=== Stored records ===

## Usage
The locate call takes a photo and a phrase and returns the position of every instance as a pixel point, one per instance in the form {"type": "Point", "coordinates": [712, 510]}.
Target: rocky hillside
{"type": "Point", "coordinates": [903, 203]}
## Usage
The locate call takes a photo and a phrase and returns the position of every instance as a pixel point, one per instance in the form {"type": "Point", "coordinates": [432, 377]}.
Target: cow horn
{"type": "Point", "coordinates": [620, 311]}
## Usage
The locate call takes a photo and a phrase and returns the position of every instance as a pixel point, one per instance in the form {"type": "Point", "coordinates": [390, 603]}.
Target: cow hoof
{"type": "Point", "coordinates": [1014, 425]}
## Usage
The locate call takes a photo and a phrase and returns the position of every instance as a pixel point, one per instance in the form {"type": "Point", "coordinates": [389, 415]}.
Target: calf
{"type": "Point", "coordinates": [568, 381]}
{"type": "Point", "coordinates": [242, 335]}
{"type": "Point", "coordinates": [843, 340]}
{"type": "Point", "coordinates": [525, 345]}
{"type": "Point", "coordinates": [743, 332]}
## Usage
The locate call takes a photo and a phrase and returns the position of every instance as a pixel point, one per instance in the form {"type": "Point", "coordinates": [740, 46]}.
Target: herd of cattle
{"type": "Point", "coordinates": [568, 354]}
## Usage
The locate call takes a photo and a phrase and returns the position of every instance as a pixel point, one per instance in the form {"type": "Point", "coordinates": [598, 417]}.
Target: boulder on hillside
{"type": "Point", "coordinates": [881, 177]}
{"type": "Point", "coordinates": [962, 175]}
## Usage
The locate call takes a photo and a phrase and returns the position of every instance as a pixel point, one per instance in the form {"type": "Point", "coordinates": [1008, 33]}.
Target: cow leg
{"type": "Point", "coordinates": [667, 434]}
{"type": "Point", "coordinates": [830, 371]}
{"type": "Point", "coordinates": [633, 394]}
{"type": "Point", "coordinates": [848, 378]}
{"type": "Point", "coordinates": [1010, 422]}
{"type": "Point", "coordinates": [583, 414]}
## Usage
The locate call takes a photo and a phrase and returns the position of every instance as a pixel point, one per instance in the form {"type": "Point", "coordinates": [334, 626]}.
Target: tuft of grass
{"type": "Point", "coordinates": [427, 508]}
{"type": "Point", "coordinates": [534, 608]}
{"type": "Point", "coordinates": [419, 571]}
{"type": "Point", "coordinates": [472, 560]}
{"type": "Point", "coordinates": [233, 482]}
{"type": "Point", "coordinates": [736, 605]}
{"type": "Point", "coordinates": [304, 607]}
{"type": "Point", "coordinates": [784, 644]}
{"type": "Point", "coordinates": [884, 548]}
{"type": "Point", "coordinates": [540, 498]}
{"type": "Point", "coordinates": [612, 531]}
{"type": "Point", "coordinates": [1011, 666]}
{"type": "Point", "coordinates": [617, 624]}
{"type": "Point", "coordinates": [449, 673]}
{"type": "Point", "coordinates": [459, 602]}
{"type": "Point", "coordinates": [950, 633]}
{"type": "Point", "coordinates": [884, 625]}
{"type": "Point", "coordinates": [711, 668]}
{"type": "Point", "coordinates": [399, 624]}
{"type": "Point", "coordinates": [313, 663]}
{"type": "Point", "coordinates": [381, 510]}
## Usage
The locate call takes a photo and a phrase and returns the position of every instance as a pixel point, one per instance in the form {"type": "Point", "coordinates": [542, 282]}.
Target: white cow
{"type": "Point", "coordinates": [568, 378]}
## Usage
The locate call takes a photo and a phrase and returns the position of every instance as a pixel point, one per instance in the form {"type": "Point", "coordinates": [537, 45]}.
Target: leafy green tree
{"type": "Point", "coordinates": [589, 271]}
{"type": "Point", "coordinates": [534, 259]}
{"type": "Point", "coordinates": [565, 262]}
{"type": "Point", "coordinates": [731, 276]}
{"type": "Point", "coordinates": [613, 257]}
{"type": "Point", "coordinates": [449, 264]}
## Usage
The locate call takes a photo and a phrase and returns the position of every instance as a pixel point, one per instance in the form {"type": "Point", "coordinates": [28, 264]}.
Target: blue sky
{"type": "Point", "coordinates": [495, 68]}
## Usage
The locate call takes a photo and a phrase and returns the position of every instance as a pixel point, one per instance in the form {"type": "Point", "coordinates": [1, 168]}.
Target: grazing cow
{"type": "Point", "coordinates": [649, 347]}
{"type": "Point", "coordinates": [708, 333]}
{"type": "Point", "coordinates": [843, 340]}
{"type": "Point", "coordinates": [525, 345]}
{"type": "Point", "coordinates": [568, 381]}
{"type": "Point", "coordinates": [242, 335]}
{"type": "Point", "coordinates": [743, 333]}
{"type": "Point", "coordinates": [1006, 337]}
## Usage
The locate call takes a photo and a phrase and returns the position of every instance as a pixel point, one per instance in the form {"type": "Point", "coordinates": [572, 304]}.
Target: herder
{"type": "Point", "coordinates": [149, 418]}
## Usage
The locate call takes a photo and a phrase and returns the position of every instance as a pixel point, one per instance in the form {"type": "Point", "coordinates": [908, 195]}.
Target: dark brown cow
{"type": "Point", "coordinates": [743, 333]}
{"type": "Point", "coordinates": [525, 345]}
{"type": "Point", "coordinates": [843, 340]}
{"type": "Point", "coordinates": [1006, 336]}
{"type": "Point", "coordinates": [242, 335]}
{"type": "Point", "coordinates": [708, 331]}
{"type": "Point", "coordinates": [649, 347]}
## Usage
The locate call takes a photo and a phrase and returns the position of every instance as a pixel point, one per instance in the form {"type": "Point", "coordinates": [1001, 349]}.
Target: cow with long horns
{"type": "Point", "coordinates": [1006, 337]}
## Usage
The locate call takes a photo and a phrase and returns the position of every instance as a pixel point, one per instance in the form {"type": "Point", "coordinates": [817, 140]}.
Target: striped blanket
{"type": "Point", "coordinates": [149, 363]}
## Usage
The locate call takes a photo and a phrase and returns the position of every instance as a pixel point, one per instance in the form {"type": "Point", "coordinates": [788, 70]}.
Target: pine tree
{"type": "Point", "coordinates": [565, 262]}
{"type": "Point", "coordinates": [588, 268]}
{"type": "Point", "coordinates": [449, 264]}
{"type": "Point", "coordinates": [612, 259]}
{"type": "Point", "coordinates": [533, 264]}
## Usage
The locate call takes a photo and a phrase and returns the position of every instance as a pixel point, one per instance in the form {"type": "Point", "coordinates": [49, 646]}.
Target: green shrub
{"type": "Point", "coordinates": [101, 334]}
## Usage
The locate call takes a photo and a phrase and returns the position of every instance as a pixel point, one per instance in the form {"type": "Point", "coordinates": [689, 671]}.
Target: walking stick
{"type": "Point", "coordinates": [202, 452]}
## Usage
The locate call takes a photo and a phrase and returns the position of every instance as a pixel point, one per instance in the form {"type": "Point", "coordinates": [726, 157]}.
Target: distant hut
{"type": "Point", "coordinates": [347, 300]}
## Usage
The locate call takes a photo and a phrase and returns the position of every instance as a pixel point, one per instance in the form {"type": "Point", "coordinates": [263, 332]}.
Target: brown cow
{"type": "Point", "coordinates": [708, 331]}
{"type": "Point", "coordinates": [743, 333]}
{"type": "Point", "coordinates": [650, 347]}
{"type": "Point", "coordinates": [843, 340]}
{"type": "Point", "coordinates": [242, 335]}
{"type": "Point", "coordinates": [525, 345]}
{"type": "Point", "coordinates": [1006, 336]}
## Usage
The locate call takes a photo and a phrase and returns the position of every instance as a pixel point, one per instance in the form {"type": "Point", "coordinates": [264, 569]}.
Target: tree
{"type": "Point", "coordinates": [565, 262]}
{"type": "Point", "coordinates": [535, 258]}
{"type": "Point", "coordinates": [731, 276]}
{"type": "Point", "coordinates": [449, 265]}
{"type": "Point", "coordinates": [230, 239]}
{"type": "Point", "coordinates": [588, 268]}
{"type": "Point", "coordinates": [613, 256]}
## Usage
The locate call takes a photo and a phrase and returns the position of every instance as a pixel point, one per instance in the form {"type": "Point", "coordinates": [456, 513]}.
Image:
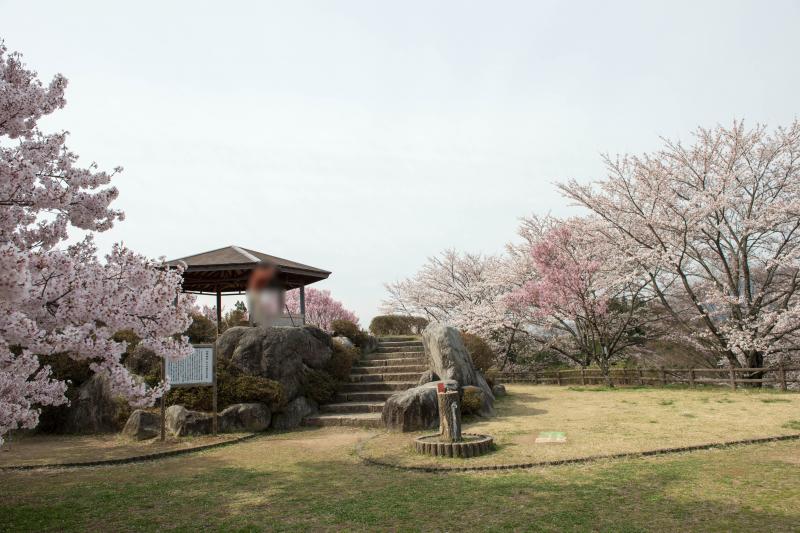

===

Job → State how many lines of the records contain the string "green", treating uppercase and lowercase as distinct, and give only the number.

Result below → 2